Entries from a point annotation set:
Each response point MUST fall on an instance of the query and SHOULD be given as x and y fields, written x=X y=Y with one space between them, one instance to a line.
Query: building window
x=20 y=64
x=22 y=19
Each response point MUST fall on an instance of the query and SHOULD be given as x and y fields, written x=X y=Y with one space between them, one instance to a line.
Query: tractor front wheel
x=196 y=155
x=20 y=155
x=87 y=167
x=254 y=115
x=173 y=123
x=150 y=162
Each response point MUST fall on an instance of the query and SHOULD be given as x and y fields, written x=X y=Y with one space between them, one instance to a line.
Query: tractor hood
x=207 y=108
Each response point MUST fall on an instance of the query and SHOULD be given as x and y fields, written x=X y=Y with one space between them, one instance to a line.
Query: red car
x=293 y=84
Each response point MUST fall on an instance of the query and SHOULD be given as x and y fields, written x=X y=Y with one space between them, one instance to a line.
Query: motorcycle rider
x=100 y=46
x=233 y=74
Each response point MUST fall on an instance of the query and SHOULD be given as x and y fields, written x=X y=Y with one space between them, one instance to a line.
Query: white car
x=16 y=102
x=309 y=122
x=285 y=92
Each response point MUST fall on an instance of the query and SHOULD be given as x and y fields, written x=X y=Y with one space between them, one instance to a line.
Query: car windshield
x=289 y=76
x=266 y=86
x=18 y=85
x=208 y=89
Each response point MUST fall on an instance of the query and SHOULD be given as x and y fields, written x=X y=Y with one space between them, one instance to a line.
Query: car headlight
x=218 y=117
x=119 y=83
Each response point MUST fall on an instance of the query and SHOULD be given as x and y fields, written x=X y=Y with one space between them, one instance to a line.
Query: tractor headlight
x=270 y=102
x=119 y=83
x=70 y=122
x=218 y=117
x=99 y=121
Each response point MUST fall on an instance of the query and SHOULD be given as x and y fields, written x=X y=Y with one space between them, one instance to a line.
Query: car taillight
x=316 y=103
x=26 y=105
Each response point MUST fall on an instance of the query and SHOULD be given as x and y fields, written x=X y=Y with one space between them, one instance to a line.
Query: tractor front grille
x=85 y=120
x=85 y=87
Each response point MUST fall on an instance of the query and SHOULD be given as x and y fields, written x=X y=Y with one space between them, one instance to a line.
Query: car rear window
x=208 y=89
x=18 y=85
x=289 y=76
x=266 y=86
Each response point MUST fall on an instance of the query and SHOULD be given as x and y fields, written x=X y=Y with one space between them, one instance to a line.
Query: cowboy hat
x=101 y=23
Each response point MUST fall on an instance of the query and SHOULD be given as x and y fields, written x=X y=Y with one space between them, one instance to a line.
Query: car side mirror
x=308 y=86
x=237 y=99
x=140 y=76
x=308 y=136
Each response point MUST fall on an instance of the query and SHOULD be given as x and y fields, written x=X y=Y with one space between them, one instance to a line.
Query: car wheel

[Exercise objective] Reproduce the records above exactly.

[Result]
Each response point MUST fall on an instance of the query and SHOULD be given as x and y fields, written x=X y=Y with one space between them, one instance to a line.
Query: building window
x=20 y=64
x=22 y=19
Each response point MUST fall on an instance of the query and SHOULD be given as x and y fields, written x=X y=Y with one space between them, one instance to a line.
Query: tractor front wheel
x=196 y=155
x=20 y=155
x=87 y=167
x=254 y=115
x=173 y=123
x=150 y=162
Each response point MUST fall on an instance of the query and SHOULD be given as x and y fields, written x=X y=Y with one space between them, one instance to a line.
Query: tractor hood
x=207 y=108
Each response point MUST fall on an instance of the query and SHOULD be given as x and y fields, written x=X y=Y with one space between them, one instance to a line.
Query: red car
x=293 y=84
Each response point MUST fall on an instance of the query and SHOULD be given as x and y fields, written x=X y=Y with one space between them, one instance to a line.
Query: motorcycle rider
x=100 y=46
x=233 y=74
Each response point MUST fall on an instance of the query and SHOULD be given as x and y fields, written x=X y=Y with one space between them, one instance to a line.
Query: white car
x=16 y=102
x=309 y=122
x=285 y=92
Each response point MUST fall on an instance of the query and SHOULD be given as x and y fields, written x=X y=Y with one space between them, one instance to a line.
Query: car windshield
x=289 y=76
x=266 y=86
x=18 y=85
x=208 y=89
Each response point MUST fall on an instance of the query and SHOULD be given as x and y fields, written x=X y=Y with one space between them, one instance to a line.
Query: car headlight
x=218 y=117
x=119 y=83
Each response point MUST fall on an instance of the query and SHOULD be given as x and y fields, written x=X y=Y with one space between them, one instance to a line.
Query: tractor headlight
x=270 y=102
x=119 y=83
x=70 y=122
x=218 y=117
x=99 y=121
Each response point MUST fall on an instance of the query and SHOULD be given as x and y fields, written x=X y=Y with one space between them, one instance to a line.
Query: car taillight
x=316 y=103
x=26 y=105
Each response point MUST fall on an instance of the query and SHOULD be given as x and y fields, written x=X y=Y with one space between them, one instance to a line.
Query: tractor front grille
x=85 y=120
x=85 y=87
Each response point MUST fall on an instance of the query and SHOULD be given as x and y fields, written x=X y=Y with one space between them, one instance to a line.
Query: car rear window
x=208 y=89
x=18 y=85
x=289 y=76
x=266 y=86
Each response point MUST fall on an instance of the query and SHOULD be given as x and y fields, written x=X y=Y with one space between them, one instance to a line.
Query: cowboy hat
x=101 y=23
Each response point MUST fall on an instance of the query and SHOULD be given as x and y fields, written x=X y=Y with one space between them, one instance to a line.
Query: car side mirror
x=308 y=86
x=237 y=99
x=140 y=76
x=308 y=136
Each response point MUST fall on an instance of the query and SHOULD be given as x and y fields, written x=X y=Y with one space between them, one instance to a line.
Query: car wheel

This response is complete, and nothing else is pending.